The task.
Extract every line in the data that contains the string "dark".

(Items from a data source)
──────────────────────────────

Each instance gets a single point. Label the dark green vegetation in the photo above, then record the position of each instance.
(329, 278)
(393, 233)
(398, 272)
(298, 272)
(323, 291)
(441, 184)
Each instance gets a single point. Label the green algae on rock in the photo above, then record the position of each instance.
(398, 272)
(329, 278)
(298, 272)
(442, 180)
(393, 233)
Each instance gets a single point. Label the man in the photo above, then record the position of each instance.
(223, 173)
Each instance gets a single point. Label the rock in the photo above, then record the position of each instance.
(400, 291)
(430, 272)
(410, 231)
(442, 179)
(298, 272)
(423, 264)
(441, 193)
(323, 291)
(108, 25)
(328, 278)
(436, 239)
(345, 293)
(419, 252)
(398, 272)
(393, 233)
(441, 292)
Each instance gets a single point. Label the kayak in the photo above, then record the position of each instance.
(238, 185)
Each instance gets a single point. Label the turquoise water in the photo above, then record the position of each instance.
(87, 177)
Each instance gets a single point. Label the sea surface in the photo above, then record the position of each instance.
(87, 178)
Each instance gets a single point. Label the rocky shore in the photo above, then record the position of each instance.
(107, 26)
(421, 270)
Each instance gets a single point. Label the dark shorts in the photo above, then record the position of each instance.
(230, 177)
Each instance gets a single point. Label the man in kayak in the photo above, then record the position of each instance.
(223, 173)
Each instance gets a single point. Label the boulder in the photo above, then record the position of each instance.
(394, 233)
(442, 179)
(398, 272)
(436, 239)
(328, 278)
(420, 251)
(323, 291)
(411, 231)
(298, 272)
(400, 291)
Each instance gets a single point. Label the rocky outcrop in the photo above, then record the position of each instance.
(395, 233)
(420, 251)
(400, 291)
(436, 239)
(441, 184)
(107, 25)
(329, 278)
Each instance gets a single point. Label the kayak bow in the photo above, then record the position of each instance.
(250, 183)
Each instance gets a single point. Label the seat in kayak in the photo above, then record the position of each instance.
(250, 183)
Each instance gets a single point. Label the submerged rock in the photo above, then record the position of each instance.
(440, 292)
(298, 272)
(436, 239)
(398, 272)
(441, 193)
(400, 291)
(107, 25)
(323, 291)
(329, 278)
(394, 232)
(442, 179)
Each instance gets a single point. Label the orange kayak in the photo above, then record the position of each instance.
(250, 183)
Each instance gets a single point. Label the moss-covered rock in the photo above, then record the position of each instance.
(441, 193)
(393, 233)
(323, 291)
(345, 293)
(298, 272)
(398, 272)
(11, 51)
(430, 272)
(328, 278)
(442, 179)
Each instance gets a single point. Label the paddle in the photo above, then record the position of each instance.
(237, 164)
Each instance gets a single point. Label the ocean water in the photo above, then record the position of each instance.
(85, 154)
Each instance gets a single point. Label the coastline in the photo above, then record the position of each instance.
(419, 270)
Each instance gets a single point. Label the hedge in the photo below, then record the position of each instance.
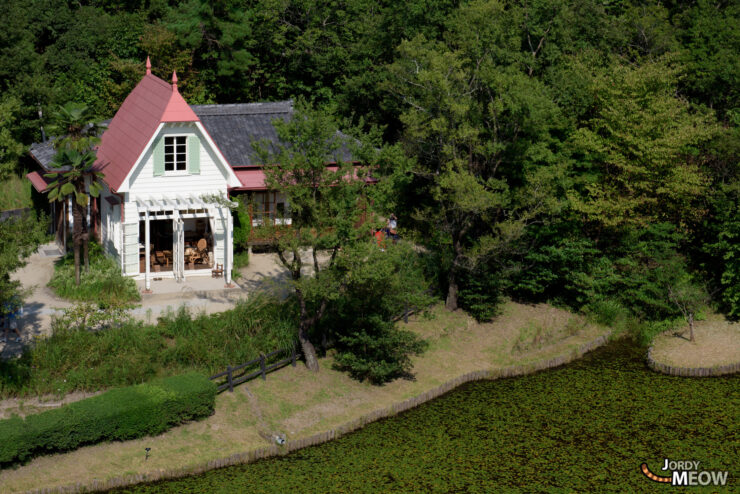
(124, 413)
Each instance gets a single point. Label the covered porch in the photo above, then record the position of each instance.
(183, 236)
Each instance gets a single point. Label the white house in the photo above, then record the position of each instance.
(169, 168)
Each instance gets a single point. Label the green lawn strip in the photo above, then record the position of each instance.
(75, 358)
(584, 427)
(103, 284)
(119, 414)
(324, 401)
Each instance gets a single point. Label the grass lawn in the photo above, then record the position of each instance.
(15, 193)
(103, 285)
(717, 342)
(299, 403)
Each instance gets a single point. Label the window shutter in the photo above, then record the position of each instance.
(158, 157)
(194, 154)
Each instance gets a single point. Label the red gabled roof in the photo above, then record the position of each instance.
(39, 183)
(152, 102)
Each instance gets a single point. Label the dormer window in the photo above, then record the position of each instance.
(175, 153)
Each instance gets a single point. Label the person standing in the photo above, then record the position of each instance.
(10, 321)
(392, 226)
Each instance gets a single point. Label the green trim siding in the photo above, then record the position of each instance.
(159, 157)
(194, 155)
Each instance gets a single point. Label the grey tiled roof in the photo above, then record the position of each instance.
(43, 152)
(235, 127)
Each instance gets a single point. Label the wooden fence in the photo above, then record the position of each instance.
(322, 437)
(720, 370)
(236, 375)
(13, 213)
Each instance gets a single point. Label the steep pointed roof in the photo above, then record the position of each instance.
(177, 109)
(152, 102)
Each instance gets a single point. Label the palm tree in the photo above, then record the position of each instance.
(76, 178)
(77, 135)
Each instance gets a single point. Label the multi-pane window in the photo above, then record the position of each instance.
(175, 152)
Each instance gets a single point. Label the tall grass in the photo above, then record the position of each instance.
(77, 357)
(103, 284)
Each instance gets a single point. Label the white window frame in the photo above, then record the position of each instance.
(175, 171)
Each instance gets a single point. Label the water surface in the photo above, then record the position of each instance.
(583, 427)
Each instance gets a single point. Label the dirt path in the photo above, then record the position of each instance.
(199, 294)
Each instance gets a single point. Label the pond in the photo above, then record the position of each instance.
(586, 426)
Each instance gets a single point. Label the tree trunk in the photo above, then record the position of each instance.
(451, 301)
(85, 241)
(309, 351)
(77, 237)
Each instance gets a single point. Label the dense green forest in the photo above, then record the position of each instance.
(579, 152)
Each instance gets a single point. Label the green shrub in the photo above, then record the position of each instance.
(360, 321)
(78, 356)
(480, 293)
(103, 284)
(119, 414)
(241, 259)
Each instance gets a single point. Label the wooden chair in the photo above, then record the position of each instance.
(202, 250)
(218, 271)
(161, 258)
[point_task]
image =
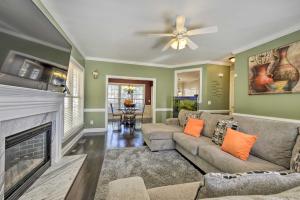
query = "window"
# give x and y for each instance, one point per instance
(117, 93)
(73, 115)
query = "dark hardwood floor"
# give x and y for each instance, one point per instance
(94, 145)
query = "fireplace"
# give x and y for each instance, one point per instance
(27, 156)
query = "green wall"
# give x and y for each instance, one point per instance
(75, 53)
(9, 42)
(212, 82)
(275, 105)
(95, 88)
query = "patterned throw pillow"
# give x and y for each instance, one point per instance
(221, 128)
(191, 115)
(248, 183)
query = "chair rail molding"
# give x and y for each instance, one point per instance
(269, 118)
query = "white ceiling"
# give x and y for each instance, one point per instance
(109, 29)
(23, 19)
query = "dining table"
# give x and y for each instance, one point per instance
(128, 118)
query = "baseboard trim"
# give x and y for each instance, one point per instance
(163, 109)
(93, 130)
(72, 142)
(216, 111)
(270, 118)
(94, 110)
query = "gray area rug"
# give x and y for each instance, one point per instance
(156, 168)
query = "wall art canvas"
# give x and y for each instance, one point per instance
(276, 71)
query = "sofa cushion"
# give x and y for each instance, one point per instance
(296, 149)
(275, 139)
(291, 194)
(159, 131)
(221, 129)
(225, 162)
(190, 143)
(238, 144)
(194, 127)
(210, 122)
(295, 166)
(250, 183)
(186, 191)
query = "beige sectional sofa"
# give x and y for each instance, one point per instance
(133, 188)
(276, 143)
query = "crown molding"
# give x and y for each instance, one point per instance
(205, 62)
(52, 14)
(155, 64)
(267, 39)
(127, 62)
(35, 40)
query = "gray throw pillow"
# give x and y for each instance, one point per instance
(221, 128)
(191, 115)
(249, 183)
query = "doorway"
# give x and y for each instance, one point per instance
(141, 90)
(188, 82)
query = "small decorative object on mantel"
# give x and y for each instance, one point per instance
(276, 71)
(95, 74)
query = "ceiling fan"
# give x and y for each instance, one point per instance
(180, 36)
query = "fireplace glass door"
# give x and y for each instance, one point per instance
(26, 153)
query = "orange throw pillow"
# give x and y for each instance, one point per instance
(238, 144)
(194, 127)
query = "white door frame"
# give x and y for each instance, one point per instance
(132, 78)
(200, 69)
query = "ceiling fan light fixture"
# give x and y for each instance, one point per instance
(179, 44)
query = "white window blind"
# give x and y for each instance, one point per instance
(117, 93)
(73, 114)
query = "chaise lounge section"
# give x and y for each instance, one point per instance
(277, 142)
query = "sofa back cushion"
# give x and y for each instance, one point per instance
(275, 139)
(182, 116)
(249, 183)
(238, 144)
(210, 122)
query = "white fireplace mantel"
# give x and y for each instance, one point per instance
(18, 104)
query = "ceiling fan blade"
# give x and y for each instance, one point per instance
(180, 21)
(160, 34)
(191, 44)
(211, 29)
(168, 44)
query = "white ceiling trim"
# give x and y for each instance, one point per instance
(127, 62)
(267, 39)
(155, 64)
(31, 39)
(54, 15)
(201, 63)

──────────────────────────────

The answer.
Each instance gets a single point. Label the dark green vegetation in the photo above, then record the position of each instance.
Each instance gets a single point. Label the dark shorts in the photo above, then record the position of each instance.
query = "dark hardwood floor"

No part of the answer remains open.